## What you should do
Reproduce the following material word for word, from the first line to the last.

## Items
* begin *

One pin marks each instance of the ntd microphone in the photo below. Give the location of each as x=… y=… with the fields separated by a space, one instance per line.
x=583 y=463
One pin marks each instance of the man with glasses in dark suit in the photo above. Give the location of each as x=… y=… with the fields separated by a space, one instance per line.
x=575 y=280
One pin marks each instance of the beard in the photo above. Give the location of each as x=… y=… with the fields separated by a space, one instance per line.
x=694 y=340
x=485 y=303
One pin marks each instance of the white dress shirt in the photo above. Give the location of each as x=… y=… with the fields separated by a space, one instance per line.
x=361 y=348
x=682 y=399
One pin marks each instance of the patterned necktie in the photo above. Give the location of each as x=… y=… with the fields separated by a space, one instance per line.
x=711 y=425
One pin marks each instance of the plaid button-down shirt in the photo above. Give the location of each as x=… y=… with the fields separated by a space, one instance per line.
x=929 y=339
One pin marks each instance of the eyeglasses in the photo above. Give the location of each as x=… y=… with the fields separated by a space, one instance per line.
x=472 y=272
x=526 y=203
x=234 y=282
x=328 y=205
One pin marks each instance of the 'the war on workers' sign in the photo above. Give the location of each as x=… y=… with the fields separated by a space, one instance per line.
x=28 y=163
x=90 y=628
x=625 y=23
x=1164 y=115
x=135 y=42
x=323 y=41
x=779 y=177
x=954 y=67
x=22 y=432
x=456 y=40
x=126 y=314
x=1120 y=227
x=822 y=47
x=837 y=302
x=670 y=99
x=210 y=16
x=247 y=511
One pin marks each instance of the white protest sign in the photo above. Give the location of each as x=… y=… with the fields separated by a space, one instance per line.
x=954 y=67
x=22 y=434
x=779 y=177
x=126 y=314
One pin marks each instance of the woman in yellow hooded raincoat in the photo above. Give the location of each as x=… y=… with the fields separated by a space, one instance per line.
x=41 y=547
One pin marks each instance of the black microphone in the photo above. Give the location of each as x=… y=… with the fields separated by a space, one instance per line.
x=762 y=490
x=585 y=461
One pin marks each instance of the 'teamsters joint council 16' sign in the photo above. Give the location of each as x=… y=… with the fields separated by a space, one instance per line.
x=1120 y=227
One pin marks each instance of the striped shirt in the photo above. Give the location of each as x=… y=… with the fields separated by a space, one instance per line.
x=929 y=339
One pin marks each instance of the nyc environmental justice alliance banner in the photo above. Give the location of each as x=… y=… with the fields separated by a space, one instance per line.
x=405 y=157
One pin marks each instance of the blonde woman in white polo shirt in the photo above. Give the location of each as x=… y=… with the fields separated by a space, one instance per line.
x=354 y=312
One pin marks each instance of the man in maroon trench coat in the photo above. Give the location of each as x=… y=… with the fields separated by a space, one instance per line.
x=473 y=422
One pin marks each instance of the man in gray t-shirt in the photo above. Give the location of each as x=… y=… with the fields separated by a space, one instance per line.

* end *

## Final result
One pin marks each instance of the ntd microphone in the photo below. Give the location of each as x=… y=… with the fields separated by a space, one instance per line.
x=583 y=463
One pin marks each instance of the man with glasses in dark suit in the photo above. Give the location of each as x=… y=… with the fields separated by a space, one instance per line.
x=575 y=280
One pin marks each instance of the beard in the photo above. Give the location of each as x=… y=… with the fields separated by a space, one instance per line.
x=694 y=340
x=485 y=303
One pin marks each instance of the white dress shirt in the photo above. Give the location of each as x=… y=… with the fields separated by a space, one instance per line.
x=361 y=348
x=682 y=399
One pin marks each instance of the patterned necktie in the photo above. Give the location of each as x=… y=… with the fields separated by a space, one instance per line.
x=711 y=425
One pin marks each instance of the plaid button-down shirt in the photo above. Give the location of each as x=… y=… with the fields separated by a space, one instance per line.
x=929 y=339
One pin marks each instance of the eyeglasses in the photo above. Give the location of each as x=… y=… with the fields separated by a space, one instance per line.
x=472 y=272
x=526 y=203
x=234 y=282
x=328 y=205
One pin marks each instance of the 'the war on workers' sign in the photo above. Give the location of each as x=… y=… with the fields separated by a space, one instance per line.
x=28 y=163
x=90 y=628
x=625 y=23
x=1164 y=115
x=135 y=42
x=323 y=41
x=779 y=177
x=954 y=67
x=22 y=432
x=456 y=40
x=126 y=314
x=1120 y=227
x=822 y=47
x=837 y=302
x=670 y=99
x=210 y=16
x=247 y=511
One pin marks each instance of the white protest sign in the photo above. Give the location of each as x=… y=… with the fields separated by a space, one instance per line.
x=954 y=67
x=22 y=434
x=779 y=177
x=126 y=314
One pin marks each instance of the woman in yellow hooded raincoat in the photo above. Give the location of each as x=… y=… with the fields separated by a space, one instance per line.
x=41 y=547
One pin marks each instance of the black microphone in the photo above. Give the location of each as x=… y=… with the fields separated by a space, one instance per line.
x=762 y=490
x=585 y=461
One pin marks each instance of the 'teamsters joint council 16' sign in the photo above. Give the location of each as x=… y=… with the fields separated by a space, one instance per line.
x=1120 y=227
One pin marks each instance of the striped shirt in the photo above. Give the location of each as x=… y=… with the fields separated by a space, one instance per line.
x=929 y=339
One pin marks each instance of the nyc environmental justice alliance banner in the photo above. Give the location of each as x=… y=… with the fields separated by a space, one instance per line.
x=405 y=157
One pin marks each instance of the blonde woman in white polo shirt in the photo above. Give the location of each as x=… y=… with the fields separated by a space, one instance per line.
x=354 y=312
One pin marks each instance of the man in maroon trench coat in the photo above. Give the location of each as x=… y=… with the fields separated by a space, one instance per line.
x=473 y=422
One pin marks each instance of the man in gray t-shirt in the photo above. Give the location of each as x=… y=… with the fields separated by a space, one instance per line.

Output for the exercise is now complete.